COMPLETE THE FOLLOWING »
A. Reproduce verbatim the passage of the article on the song "Demon" from "Music video" to "13, 2011, worldwide.".
B. Extend the article on the song "Demon", picking up after its final sentence.

Single by Jay Park
- Released: September 5, 2011 (South Korea)
- Recorded: 2010
- Genre: Hip hop, R&B
- Length: 3:09
- Label: Yedang Company LOEN Entertainment (distribution)
- Songwriters: Teddy Riley, Jay Park, B. Howard
- Producer: Teddy Riley

Jay Park English singles chronology
| "Speechless" (2010) | "Demon" (2011) |  |

Music video
- "Demon" on YouTube

= Demon (Jay Park song) =

"Demon" is a song by Korean-American rapper, Jay Park. It was first released as a digital single on September 5, 2011, in South Korea, then as a digital single on iTunes on September 13, 2011, worldwide.

== Background ==
"Demon" was written and produced by Teddy Riley, originally meant for Michael Jackson. It is an OST song for the upcoming movie Hype Nation 3D starring Park as the main villain, "Darkness". The rap verse was written by Park himself. The song was first released in Korea, on various Korean digital music sites. It was then released worldwide on iTunes on September 13, 2011. The version of the song released on iTunes is slightly different, with better sound quality, different cover art, and emphasises more on Park's voice during the rap part.

ENTRIES SHOWN »
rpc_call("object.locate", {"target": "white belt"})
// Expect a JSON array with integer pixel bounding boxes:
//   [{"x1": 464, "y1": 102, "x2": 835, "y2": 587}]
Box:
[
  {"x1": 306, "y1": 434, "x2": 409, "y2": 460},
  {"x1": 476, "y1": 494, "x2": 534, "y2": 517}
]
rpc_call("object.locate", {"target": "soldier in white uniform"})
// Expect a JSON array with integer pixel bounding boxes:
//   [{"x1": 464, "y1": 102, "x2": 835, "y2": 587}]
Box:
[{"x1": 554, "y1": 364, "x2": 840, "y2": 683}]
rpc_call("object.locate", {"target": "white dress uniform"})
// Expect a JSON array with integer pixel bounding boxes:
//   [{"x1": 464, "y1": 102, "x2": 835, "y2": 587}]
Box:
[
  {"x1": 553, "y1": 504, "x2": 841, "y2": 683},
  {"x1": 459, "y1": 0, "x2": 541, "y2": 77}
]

* * *

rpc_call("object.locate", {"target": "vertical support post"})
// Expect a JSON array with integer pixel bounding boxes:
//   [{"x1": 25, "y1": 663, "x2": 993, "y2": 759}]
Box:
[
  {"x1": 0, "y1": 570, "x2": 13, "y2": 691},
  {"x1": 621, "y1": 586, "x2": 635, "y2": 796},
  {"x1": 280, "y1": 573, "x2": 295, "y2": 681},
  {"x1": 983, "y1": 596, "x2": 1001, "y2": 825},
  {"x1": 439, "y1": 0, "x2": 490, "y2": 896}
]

TASK-BY-TASK ANSWERS »
A.
Music video
- "Demon" on YouTube

= Demon (Jay Park song) =

"Demon" is a song by Korean-American rapper, Jay Park. It was first released as a digital single on September 5, 2011, in South Korea, then as a digital single on iTunes on September 13, 2011, worldwide.

B.
==Music video==
The music video for "Demon" was filmed in August 2010 in South Korea. The music video was released on September 5, 2011, on YouTube, along with the single. The choreographer is Andrew Baterina, a member of MTV ABDC's runner-up SoReal Cru, who has also choreographed Park's "Abandoned". It stars Kim Sa-rang, fellow SidusHQ label mate, as the demon who tries to seduce Park. However, it actually took over a year to release the music video. Park himself commented on that, stating he had no control over the release of both the music video and the song, and didn't know himself when it was going to be released. He apologized on Twitter in both Korean and English for the low quality production of the music video.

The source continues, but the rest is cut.